INSTRUCTIONS TO FOLLOW — Please give back, word for word, only the lines starting at the one containing "Directions: Identify the chimney" and ending at the one containing "Directions: Identify the stone" within the material below.

PROVIDED DATA —
+--

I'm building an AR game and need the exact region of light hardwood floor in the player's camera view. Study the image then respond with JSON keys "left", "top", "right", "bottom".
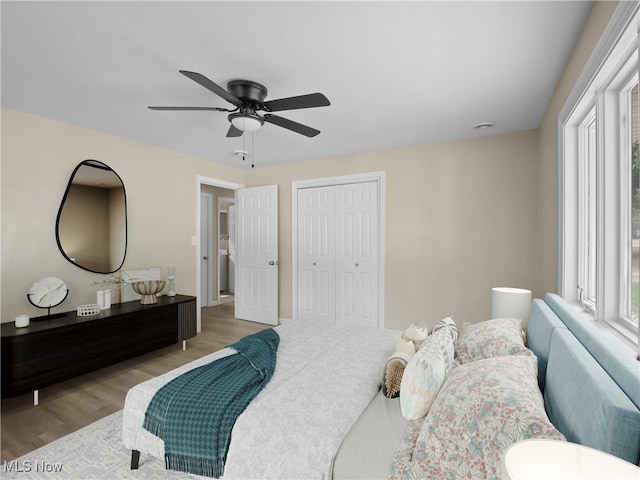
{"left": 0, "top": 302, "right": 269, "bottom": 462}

+--

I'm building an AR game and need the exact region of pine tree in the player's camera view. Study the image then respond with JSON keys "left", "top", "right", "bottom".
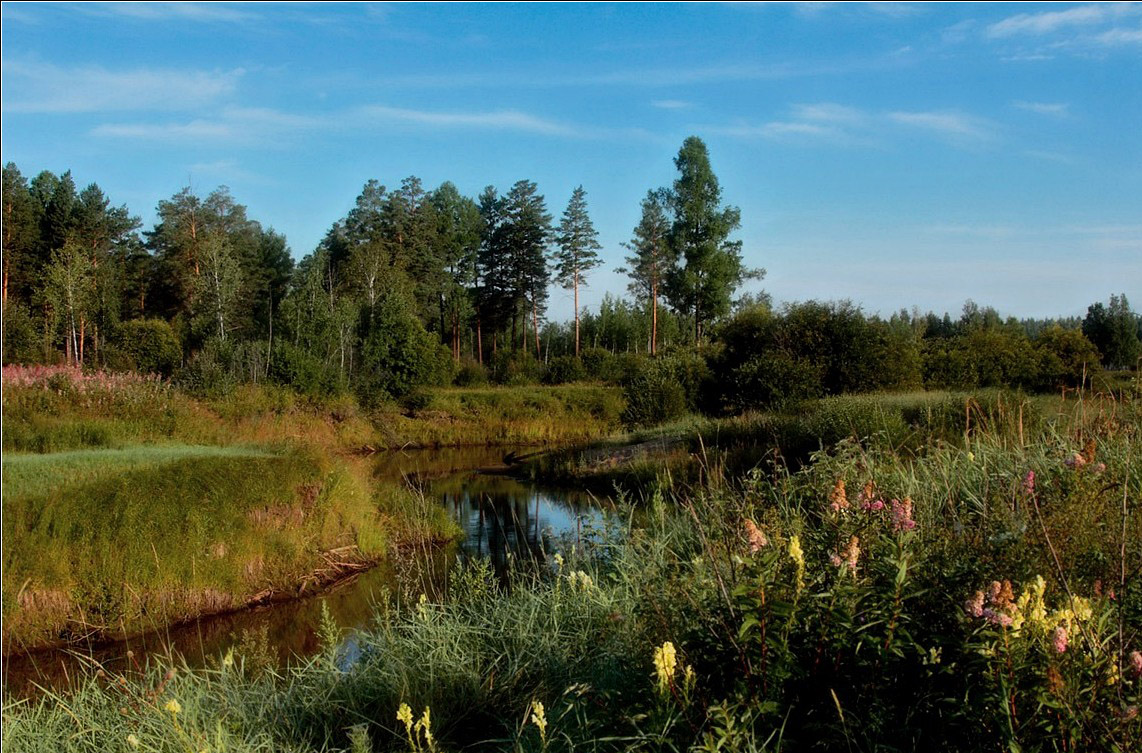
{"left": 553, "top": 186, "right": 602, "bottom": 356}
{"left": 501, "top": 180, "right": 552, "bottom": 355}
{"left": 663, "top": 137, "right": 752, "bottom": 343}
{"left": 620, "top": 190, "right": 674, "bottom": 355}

+--

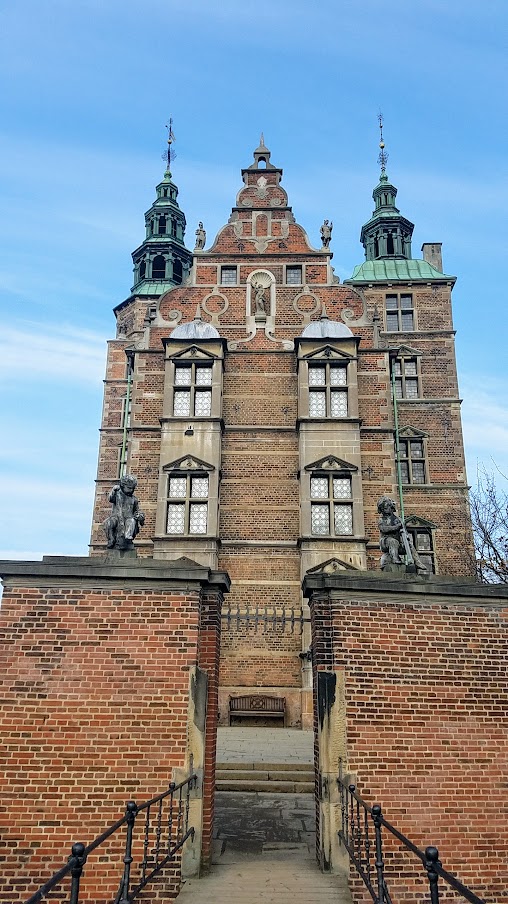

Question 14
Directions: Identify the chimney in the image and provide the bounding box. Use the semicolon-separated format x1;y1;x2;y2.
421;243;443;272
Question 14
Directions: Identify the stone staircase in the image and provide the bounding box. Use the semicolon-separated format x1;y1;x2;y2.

+--

ANSWER SECTION —
Directions: Identify the chimney in the image and provide the bounding box. Use the semicolon-separated format x1;y1;x2;y2.
421;243;443;272
Question 14
Directions: Identify the stone staircase in the image and provide the bounding box. Use the semicolon-separated format x1;y1;x2;y2.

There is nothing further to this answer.